→ **Exercises to complete**
1. Write out the part of the sample-size code excerpt that opens with the words containing "for model, ds, n_req_per_ftr" and closes with "n_req = nPerFtr2n(n_req_per_ftr[metric], ds.py).sel(r=r)".
2. In the sample-size code excerpt, what display label is assigned to betweenAssoc?
3. Say whether each statement agrees with the sample-size code excerpt, answering yes or no and quoting the deciding words: (a) The colors come from the 'Dark2' palette. (b) The combined metric is drawn with a solid line. (c) The label for weightError is 'loading error'.

→ **Document**

/---

Required sample sizes depending on used metric

[9]:
r = 0.3

panels = dict(cca=hv.Overlay(), pls=hv.Overlay())

metric_labels = dict(
    power='power',
    betweenAssoc='assoc. strength error',
    weightError='weight error',
    scoreError='score error',
    loadingError='loading error',
    combined='combined'
)
metric_clrs = hv.Palette('Dark2', samples=len(metric_labels)).values

for model, ds, n_req_per_ftr in [
    ('cca', ds_cca, cca_n_req_per_ftr),
    ('pls', ds_pls, pls_n_req_per_ftr),
]:
    for metric_i, metric in enumerate(n_req_per_ftr):
        if metric == 'combined':
            linestyle = '--'
        else:
            linestyle = '-'
        n_req = nPerFtr2n(n_req_per_ftr[metric], ds.py).sel(r=r)

\---

→ **Stored records**

/---

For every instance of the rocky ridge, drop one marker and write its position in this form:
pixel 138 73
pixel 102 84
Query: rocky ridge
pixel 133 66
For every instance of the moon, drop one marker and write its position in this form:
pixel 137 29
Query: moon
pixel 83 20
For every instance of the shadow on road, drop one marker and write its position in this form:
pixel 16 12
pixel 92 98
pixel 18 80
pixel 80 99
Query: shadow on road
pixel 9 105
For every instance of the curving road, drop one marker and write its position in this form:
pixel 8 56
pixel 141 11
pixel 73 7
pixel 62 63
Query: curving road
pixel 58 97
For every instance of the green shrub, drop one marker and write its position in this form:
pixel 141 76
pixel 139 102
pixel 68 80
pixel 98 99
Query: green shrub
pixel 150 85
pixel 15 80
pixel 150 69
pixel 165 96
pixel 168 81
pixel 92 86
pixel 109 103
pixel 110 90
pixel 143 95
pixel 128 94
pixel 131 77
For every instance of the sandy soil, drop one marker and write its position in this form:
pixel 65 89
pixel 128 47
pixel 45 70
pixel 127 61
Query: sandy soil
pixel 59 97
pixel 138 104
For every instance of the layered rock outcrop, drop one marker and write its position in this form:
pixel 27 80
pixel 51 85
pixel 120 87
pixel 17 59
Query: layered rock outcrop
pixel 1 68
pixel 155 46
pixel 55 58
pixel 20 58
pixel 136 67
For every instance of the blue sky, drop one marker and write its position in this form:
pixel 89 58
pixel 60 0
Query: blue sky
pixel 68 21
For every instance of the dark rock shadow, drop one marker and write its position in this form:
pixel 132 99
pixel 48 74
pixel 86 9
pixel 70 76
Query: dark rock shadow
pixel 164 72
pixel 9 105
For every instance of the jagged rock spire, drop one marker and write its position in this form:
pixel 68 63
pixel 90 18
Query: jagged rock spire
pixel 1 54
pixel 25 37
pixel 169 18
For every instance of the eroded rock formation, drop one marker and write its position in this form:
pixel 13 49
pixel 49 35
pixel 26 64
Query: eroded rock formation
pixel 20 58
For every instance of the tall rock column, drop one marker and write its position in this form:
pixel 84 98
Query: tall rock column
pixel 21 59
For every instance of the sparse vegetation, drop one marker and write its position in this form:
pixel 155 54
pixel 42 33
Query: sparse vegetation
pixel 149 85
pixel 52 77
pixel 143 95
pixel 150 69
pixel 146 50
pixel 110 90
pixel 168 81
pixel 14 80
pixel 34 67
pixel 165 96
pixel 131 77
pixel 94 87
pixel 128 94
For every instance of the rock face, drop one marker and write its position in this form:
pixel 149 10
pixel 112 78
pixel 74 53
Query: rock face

\---

→ **Answers for the exercise**
1.
for model, ds, n_req_per_ftr in [
    ('cca', ds_cca, cca_n_req_per_ftr),
    ('pls', ds_pls, pls_n_req_per_ftr),
]:
    for metric_i, metric in enumerate(n_req_per_ftr):
        if metric == 'combined':
            linestyle = '--'
        else:
            linestyle = '-'
        n_req = nPerFtr2n(n_req_per_ftr[metric], ds.py).sel(r=r)

2. 'assoc. strength error'

3.
(a) Yes: "hv.Palette('Dark2', samples=len(metric_labels))"
(b) No: "if metric == 'combined':" sets "linestyle = '--'"
(c) No: "weightError='weight error'"